**Problem to work on**
From the entries below, pull out each line that contains the word "lawn" and copy it in full.
☆ ☆ ☆
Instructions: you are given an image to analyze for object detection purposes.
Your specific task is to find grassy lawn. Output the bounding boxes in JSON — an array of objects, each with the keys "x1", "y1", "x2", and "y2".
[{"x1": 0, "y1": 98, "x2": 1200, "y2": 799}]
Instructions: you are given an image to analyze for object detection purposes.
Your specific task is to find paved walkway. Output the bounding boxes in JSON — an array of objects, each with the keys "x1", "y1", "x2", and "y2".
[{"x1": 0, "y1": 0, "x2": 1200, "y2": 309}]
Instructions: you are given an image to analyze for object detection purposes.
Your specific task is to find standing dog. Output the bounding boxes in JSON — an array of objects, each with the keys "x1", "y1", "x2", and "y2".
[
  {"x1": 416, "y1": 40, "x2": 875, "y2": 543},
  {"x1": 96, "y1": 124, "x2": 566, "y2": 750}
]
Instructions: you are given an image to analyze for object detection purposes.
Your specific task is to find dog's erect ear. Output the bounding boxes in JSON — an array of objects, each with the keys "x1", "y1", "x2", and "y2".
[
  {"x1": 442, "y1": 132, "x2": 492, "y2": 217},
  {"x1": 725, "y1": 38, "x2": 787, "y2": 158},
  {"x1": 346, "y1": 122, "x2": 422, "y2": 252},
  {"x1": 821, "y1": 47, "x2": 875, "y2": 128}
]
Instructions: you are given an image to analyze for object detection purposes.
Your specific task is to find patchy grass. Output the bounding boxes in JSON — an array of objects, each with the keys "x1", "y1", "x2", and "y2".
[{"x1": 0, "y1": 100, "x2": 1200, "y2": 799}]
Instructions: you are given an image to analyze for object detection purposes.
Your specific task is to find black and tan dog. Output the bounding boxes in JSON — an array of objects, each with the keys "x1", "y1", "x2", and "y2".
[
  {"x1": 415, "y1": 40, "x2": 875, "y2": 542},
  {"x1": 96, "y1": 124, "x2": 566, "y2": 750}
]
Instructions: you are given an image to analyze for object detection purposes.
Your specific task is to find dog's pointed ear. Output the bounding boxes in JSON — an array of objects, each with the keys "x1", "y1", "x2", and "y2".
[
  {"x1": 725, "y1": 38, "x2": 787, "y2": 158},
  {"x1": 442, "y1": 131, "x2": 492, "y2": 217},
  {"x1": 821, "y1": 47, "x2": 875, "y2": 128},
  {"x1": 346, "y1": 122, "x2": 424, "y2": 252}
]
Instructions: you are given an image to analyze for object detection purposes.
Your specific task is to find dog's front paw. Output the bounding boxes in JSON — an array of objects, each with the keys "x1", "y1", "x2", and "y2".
☆ ☆ ☆
**Task solution**
Your specific task is to find grassy lawn. Output the bounding boxes in JSON — an array of objects, each with the keys "x1", "y1", "x2", and "y2".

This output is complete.